▸ **Exercise requirements**
Read through the entries below and copy each line where "point" turns up.
---- Given records
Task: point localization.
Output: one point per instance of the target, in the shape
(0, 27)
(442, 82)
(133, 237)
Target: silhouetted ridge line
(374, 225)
--------
▸ **Your solution**
Task: point localization.
Output: one point per instance of the target, in the shape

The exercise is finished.